**TASK INSTRUCTIONS**
Format the rows below as a numbered list, starting at the line that contains "Where can you see the raised" and ending at the last line of the rows. Skip blank lines and leave the pictures out.

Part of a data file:
_ _ _

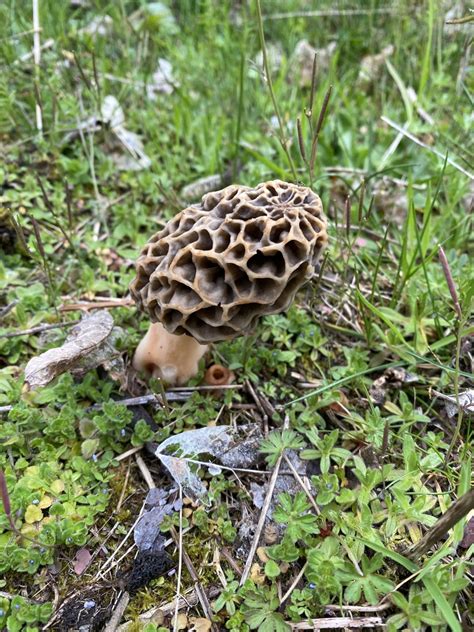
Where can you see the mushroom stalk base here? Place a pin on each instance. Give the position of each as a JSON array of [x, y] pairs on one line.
[[173, 359]]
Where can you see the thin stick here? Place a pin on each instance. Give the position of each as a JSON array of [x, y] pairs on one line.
[[145, 472], [38, 330], [283, 140], [117, 614], [203, 600], [263, 514], [334, 623], [456, 512], [420, 143], [301, 483], [293, 585], [327, 13], [180, 560], [37, 60]]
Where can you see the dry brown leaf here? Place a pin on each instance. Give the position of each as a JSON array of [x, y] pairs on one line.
[[86, 338], [180, 622], [200, 624]]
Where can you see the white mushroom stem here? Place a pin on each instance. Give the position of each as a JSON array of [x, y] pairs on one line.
[[174, 359]]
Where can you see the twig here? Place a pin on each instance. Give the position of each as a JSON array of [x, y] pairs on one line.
[[38, 330], [8, 308], [283, 139], [37, 60], [86, 305], [333, 623], [117, 613], [301, 482], [263, 514], [191, 599], [293, 585], [145, 472], [327, 13], [417, 141], [378, 608], [456, 512], [203, 600], [180, 559]]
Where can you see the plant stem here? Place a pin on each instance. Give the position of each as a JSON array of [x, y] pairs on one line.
[[283, 139]]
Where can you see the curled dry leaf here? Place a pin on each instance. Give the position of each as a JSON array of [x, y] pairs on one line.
[[87, 346], [147, 534], [230, 447]]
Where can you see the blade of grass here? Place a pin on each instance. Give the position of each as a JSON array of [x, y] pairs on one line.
[[283, 139], [393, 555]]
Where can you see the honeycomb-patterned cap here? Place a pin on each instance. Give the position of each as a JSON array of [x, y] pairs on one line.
[[218, 266]]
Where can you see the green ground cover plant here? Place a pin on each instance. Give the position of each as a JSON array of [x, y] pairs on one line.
[[366, 382]]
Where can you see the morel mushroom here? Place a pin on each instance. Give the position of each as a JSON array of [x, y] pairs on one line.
[[219, 265]]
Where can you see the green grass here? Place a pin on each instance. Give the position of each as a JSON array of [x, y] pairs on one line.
[[71, 225]]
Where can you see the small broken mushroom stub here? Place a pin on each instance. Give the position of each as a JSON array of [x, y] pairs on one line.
[[240, 254]]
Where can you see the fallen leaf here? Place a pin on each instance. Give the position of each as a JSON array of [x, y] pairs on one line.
[[82, 560], [147, 534], [231, 447], [84, 348], [33, 514]]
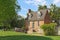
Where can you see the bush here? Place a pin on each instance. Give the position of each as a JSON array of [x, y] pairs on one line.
[[49, 29]]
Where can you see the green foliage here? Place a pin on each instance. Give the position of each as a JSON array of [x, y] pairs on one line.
[[7, 12], [49, 29], [42, 7]]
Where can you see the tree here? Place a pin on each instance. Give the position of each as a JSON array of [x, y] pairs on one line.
[[55, 12], [42, 7], [7, 12]]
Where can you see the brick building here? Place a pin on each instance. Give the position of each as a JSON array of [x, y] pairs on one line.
[[34, 20]]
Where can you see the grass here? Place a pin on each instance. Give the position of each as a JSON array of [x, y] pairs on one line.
[[11, 35]]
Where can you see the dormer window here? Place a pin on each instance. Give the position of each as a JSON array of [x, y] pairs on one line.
[[30, 15], [39, 14]]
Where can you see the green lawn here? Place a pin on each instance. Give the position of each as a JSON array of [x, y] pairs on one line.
[[11, 35]]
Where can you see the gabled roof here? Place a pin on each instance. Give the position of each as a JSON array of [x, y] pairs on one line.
[[35, 15]]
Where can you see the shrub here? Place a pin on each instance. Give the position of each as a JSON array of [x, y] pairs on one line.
[[49, 29]]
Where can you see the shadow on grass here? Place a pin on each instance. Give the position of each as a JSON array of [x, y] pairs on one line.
[[24, 37]]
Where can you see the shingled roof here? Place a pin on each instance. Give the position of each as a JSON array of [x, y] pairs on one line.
[[35, 15]]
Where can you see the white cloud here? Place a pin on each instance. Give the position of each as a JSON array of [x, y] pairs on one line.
[[36, 2], [56, 1]]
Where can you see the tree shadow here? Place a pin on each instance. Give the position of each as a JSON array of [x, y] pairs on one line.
[[24, 37]]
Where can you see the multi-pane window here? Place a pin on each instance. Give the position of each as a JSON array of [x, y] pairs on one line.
[[39, 14], [38, 23]]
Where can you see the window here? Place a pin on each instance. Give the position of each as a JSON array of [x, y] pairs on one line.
[[39, 14], [30, 15], [33, 25]]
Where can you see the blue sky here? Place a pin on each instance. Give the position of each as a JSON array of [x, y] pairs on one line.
[[33, 5]]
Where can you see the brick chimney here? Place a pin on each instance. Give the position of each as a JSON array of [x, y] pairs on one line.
[[29, 10]]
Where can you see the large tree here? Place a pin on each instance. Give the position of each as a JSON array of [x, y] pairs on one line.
[[55, 12], [42, 7], [7, 11]]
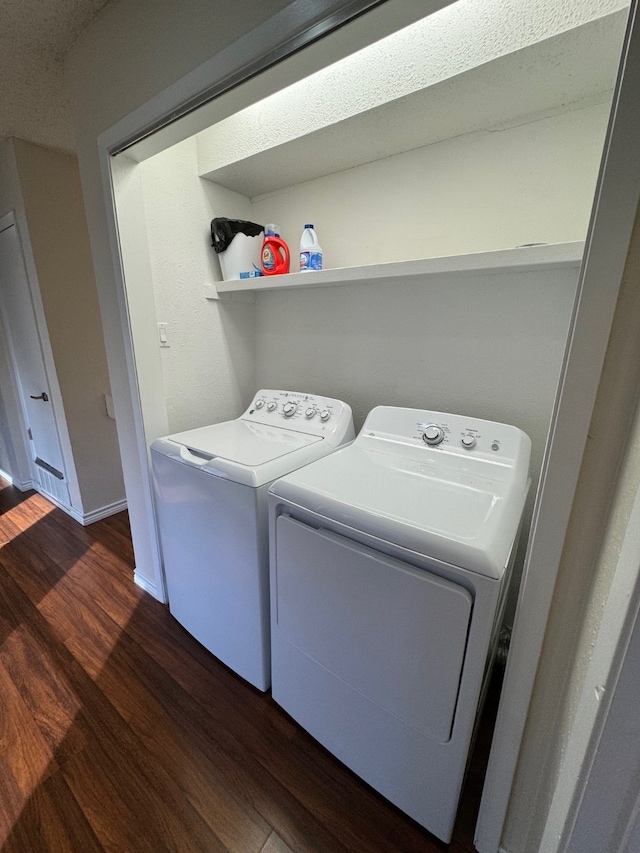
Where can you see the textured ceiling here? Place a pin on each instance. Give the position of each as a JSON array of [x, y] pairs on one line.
[[34, 37]]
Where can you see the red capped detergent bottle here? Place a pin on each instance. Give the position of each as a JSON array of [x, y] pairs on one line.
[[275, 252]]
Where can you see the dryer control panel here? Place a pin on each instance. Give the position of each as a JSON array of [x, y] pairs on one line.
[[302, 412], [458, 442]]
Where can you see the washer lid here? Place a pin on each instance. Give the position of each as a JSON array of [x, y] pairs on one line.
[[242, 451], [458, 516]]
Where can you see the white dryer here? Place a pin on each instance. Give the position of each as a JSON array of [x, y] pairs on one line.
[[389, 567], [211, 500]]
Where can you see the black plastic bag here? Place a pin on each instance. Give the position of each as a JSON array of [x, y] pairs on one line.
[[223, 231]]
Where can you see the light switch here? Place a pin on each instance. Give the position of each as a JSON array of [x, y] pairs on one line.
[[162, 332]]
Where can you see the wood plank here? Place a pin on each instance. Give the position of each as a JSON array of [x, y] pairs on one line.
[[52, 821], [152, 743]]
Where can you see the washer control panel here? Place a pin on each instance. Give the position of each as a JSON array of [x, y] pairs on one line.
[[309, 413]]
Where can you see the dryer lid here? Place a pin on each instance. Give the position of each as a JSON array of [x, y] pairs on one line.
[[461, 519]]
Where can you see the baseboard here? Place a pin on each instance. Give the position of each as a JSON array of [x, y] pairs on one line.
[[149, 586], [103, 512], [25, 486]]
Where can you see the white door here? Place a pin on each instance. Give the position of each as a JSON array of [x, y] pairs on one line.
[[28, 363]]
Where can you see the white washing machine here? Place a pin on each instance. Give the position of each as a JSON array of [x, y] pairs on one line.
[[211, 499], [389, 567]]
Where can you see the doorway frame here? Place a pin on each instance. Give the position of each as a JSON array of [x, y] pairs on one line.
[[613, 214], [8, 220]]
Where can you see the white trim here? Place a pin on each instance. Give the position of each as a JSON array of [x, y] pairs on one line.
[[144, 583], [25, 486], [619, 621], [103, 512], [615, 207]]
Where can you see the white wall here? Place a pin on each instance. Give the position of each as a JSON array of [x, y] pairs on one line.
[[127, 56], [532, 183], [54, 211], [208, 368], [42, 187], [125, 59], [13, 457]]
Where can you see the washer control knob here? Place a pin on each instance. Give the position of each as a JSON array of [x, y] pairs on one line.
[[433, 435]]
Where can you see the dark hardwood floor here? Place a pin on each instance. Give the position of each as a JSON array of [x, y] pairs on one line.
[[119, 732]]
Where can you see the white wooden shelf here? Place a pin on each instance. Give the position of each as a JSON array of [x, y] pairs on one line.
[[521, 259]]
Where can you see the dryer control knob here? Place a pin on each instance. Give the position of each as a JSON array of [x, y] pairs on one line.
[[433, 435]]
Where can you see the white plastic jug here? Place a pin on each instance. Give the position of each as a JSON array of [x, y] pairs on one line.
[[242, 255]]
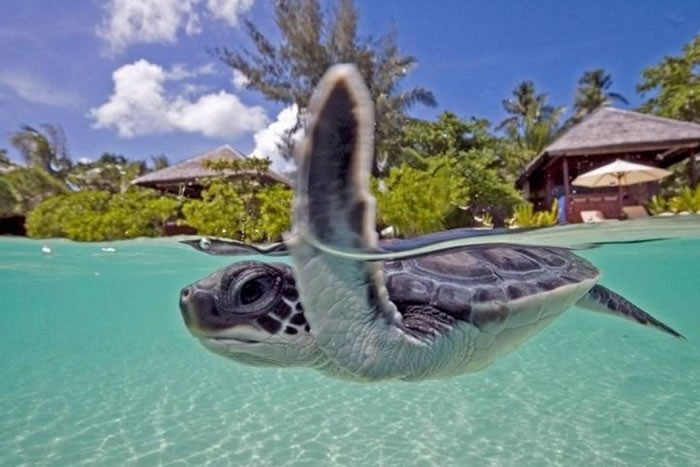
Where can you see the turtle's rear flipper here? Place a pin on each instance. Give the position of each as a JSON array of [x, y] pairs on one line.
[[604, 300]]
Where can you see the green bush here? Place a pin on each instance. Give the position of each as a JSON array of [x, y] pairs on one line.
[[240, 210], [686, 200], [524, 215], [417, 201], [92, 215]]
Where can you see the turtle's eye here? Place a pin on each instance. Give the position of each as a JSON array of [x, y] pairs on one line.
[[247, 292], [254, 289]]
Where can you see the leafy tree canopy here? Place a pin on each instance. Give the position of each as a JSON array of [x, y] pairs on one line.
[[674, 85], [312, 40]]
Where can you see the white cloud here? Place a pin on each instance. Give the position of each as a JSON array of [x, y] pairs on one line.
[[228, 10], [34, 89], [239, 80], [141, 104], [129, 22], [268, 140]]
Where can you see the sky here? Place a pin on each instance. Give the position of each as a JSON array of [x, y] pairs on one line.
[[134, 77]]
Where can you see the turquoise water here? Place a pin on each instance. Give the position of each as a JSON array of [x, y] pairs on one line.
[[96, 368]]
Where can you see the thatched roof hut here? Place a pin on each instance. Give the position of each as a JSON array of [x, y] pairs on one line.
[[603, 136], [185, 178]]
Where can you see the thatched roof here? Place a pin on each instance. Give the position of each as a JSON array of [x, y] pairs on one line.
[[607, 129], [610, 131], [190, 170]]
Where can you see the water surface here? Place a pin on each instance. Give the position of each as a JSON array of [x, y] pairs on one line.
[[98, 369]]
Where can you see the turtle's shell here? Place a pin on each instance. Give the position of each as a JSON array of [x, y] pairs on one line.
[[507, 293], [484, 274]]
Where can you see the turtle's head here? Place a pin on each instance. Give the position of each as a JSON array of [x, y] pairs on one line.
[[250, 312]]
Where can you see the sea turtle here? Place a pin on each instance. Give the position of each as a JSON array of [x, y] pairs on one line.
[[355, 309]]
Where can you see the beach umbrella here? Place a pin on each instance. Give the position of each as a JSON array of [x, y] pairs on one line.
[[620, 173]]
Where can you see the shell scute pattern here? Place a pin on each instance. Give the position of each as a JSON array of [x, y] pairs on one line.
[[490, 276]]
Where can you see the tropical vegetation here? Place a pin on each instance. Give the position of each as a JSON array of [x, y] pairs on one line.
[[430, 174]]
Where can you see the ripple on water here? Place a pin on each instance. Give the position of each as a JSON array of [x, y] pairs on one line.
[[102, 372]]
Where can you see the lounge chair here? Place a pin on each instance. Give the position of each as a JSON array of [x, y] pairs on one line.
[[635, 212], [590, 217]]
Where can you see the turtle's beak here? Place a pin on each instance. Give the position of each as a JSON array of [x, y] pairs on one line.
[[195, 305]]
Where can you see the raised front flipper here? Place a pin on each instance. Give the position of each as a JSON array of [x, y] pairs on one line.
[[604, 300], [345, 299], [221, 247]]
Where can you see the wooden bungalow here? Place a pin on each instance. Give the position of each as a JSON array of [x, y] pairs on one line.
[[603, 136], [186, 177]]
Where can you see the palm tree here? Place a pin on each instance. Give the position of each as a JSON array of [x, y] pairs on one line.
[[593, 92], [45, 150], [532, 123]]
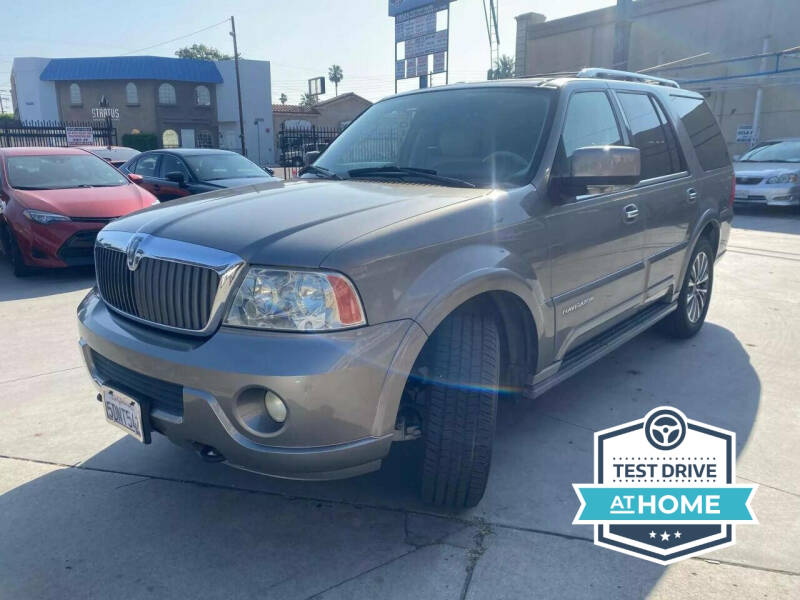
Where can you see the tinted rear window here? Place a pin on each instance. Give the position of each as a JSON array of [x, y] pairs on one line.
[[712, 152], [652, 135]]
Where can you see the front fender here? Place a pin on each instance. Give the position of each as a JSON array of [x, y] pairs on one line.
[[456, 277]]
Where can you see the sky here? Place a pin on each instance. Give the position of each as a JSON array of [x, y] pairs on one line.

_ _ _

**RESULT**
1. Where can you see the raised front flipper here? Place a pin on each instance. Give the position of each as a JSON array of [x, y] pairs on one line.
2. [[604, 300], [345, 299], [221, 247]]
3. Where can you see the wooden bungalow here? Place a pin on each instance. Give the position of each as a JSON array of [x, y] pairs on one line.
4. [[603, 136], [186, 177]]
5. Where can you see the palm tree here? Place a pin on each instance. Give the position of each as a JSON array of [x, y] pairs on one line.
6. [[593, 92], [45, 150], [532, 123]]
7. Where can you see the tinted rear window here? Place a pin on each instance. Give the position of each as a JSON array of [x, y] pairs on one line.
8. [[712, 152], [652, 135]]
9. Where can you see the front fender here? Place a pin on each instance. Give the position of each as a JSON array of [x, y] pairs on one line.
10. [[456, 277]]
11. Where can you see the sky here? Place a pin on each instance. Give the position of each as a JSON array of [x, y] pairs on one line.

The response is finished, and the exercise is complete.